Extract the complete listing and repeat it word for word.

**Provided data:**
==*==

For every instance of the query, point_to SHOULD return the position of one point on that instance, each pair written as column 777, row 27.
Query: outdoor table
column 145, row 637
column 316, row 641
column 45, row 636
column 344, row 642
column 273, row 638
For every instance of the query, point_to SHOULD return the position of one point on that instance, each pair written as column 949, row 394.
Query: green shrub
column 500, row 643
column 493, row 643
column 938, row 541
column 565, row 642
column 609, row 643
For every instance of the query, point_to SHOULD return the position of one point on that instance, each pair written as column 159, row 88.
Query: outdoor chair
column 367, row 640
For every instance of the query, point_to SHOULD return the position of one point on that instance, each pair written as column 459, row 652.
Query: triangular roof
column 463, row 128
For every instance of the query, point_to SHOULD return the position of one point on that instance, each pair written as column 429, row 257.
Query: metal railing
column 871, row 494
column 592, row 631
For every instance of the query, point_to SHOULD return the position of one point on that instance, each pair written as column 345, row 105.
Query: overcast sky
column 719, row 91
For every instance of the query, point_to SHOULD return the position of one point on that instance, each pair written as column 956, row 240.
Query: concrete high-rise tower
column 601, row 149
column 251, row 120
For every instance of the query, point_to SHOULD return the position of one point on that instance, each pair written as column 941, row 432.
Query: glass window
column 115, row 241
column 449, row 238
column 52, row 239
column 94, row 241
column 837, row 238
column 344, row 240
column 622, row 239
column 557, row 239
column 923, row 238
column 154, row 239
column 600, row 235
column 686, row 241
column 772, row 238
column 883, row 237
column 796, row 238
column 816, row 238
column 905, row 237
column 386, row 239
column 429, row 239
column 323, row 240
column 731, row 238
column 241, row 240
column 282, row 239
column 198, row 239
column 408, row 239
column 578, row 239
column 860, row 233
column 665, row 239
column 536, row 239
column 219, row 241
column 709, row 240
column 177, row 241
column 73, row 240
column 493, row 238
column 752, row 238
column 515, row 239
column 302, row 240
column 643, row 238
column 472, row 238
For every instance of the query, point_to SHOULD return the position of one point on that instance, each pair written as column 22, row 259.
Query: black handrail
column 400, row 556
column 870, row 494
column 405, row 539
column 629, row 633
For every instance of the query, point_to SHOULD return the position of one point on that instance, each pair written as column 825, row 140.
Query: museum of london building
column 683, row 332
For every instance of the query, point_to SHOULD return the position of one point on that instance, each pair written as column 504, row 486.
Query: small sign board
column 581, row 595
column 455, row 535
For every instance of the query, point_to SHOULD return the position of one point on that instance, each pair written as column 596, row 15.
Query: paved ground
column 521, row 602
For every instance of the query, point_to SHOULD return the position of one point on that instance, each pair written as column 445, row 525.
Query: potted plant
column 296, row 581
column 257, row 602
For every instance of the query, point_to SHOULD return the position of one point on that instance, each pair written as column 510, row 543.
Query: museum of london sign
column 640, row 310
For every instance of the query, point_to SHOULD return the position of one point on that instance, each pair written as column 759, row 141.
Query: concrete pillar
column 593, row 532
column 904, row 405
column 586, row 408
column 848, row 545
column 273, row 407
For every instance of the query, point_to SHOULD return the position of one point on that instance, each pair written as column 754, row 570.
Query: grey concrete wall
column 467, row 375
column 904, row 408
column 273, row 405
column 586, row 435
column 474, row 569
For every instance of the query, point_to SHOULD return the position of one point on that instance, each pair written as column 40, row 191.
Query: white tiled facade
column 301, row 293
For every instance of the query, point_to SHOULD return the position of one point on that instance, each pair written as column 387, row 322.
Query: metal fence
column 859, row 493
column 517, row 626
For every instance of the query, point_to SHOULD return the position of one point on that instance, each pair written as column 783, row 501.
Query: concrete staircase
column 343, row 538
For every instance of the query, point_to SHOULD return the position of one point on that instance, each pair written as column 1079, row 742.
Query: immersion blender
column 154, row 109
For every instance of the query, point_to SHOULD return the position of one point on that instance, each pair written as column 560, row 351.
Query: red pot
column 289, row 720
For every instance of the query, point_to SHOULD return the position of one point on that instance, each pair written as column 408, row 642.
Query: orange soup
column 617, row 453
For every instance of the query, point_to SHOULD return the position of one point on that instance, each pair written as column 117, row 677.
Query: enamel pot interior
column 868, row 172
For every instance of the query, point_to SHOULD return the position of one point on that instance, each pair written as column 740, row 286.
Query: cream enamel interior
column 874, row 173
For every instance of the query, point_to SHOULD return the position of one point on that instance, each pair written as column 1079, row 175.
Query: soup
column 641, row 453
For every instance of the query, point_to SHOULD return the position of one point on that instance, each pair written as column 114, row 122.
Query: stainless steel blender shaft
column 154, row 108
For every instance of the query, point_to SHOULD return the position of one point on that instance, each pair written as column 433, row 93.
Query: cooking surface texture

==*==

**Answer to this problem:**
For every instance of the query, point_to SHOULD return the position of one point on that instance, each pair written as column 777, row 27.
Query: outdoor table
column 145, row 637
column 316, row 641
column 45, row 636
column 344, row 642
column 273, row 638
For every instance of the query, point_to SHOULD return the position of one point on that instance, each pair written as column 949, row 394.
Query: green shrub
column 500, row 643
column 493, row 643
column 938, row 541
column 565, row 642
column 609, row 643
For every instance of the query, point_to SHOULD return the position of one point on that instance, each pair written as column 159, row 88.
Query: outdoor chair
column 367, row 640
For every instance of the query, point_to SHOULD return the position of one point on that instance, each pair written as column 459, row 652.
Query: triangular roof
column 463, row 128
For every instance of the query, point_to SHOULD return the position of one point on that instance, each pair written as column 429, row 257.
Query: metal railing
column 871, row 494
column 592, row 631
For every instance of the query, point_to SHOULD return the position of one point on that instance, each pair written as column 345, row 105.
Query: overcast sky
column 719, row 91
For every instance of the query, point_to SHOULD return the position of one point on that instance, each pair written as column 956, row 240.
Query: concrete high-rise tower
column 601, row 149
column 251, row 120
For every instance of the query, point_to SHOULD return the position of one point on that instance, each pair written as column 941, row 432.
Query: glass window
column 115, row 241
column 449, row 238
column 52, row 239
column 94, row 241
column 837, row 238
column 344, row 240
column 622, row 239
column 557, row 239
column 923, row 238
column 154, row 239
column 600, row 235
column 686, row 241
column 772, row 238
column 883, row 237
column 796, row 238
column 816, row 238
column 905, row 237
column 386, row 239
column 429, row 239
column 323, row 240
column 731, row 238
column 241, row 240
column 282, row 239
column 198, row 239
column 408, row 239
column 578, row 239
column 860, row 233
column 665, row 239
column 536, row 239
column 219, row 241
column 709, row 240
column 177, row 241
column 73, row 240
column 493, row 238
column 752, row 238
column 515, row 239
column 302, row 240
column 643, row 238
column 472, row 238
For every instance of the query, point_to SHOULD return the position of one point on that instance, each pair written as column 22, row 259.
Query: black handrail
column 400, row 556
column 870, row 494
column 405, row 539
column 629, row 633
For every instance of the query, point_to SHOULD return the position of one point on that instance, each pair written as column 825, row 140.
Query: museum of london building
column 683, row 332
For every instance of the query, point_to SHOULD return the position of one point on that instance, each pair written as column 504, row 486.
Query: small sign board
column 581, row 595
column 455, row 535
For every instance of the query, point_to SHOULD return the position of one point on that instance, each pair written as column 596, row 15.
Query: paved ground
column 521, row 602
For every instance of the query, point_to SHOULD return the position of one point on that instance, each pair written as column 445, row 525.
Query: potted plant
column 296, row 581
column 257, row 602
For every instance of the query, point_to SHOULD return the position of one point on that instance, each pair written as column 510, row 543.
Query: museum of london sign
column 640, row 310
For every instance of the query, point_to SHOULD return the position of one point on that instance, each pair written as column 759, row 141.
Query: concrete pillar
column 593, row 532
column 904, row 405
column 586, row 408
column 848, row 545
column 273, row 407
For every instance of the query, point_to SHOULD return the position of one point on that instance, each pair written as column 754, row 570.
Query: grey concrete wall
column 467, row 375
column 904, row 408
column 273, row 405
column 586, row 435
column 474, row 569
For every instance of the query, point_to SHOULD return the position of one point on that instance, each pair written as column 40, row 191.
Query: white tiled facade
column 301, row 293
For every instance of the query, point_to SHOULD return the position of one point on that instance, each pair written as column 387, row 322.
Query: metal fence
column 859, row 493
column 517, row 626
For every instance of the query, point_to SHOULD return the position of one point on that instance, each pair written as column 783, row 501.
Query: concrete staircase
column 343, row 538
For every instance of the query, point_to SHOULD return the position of one point on that instance, each pair written as column 1079, row 742.
Query: immersion blender
column 154, row 109
For every instance of the query, point_to SHOULD return the position of one point on that instance, each pair written as column 560, row 351.
Query: red pot
column 289, row 720
For every instance of the query, point_to SHOULD return the position of one point on that instance, each pair written as column 408, row 642.
Query: orange soup
column 617, row 453
For every instance of the query, point_to SHOULD return the position of one point on that instance, each pair written as column 117, row 677.
Query: enamel pot interior
column 868, row 172
For every instance of the query, point_to SHOULD return the position of one point on that instance, each pair written as column 740, row 286.
Query: cream enamel interior
column 874, row 173
For every instance of the query, point_to SHOULD return the position of one point on that instance, each pair written as column 1079, row 175.
Query: soup
column 641, row 453
For every instance of the query, point_to SHOULD return the position of one point on that instance, each pair written as column 114, row 122.
Query: stainless steel blender shaft
column 154, row 108
For every instance of the query, point_to SHOULD return the position of one point on that instance, each pair written as column 433, row 93.
Query: cooking surface texture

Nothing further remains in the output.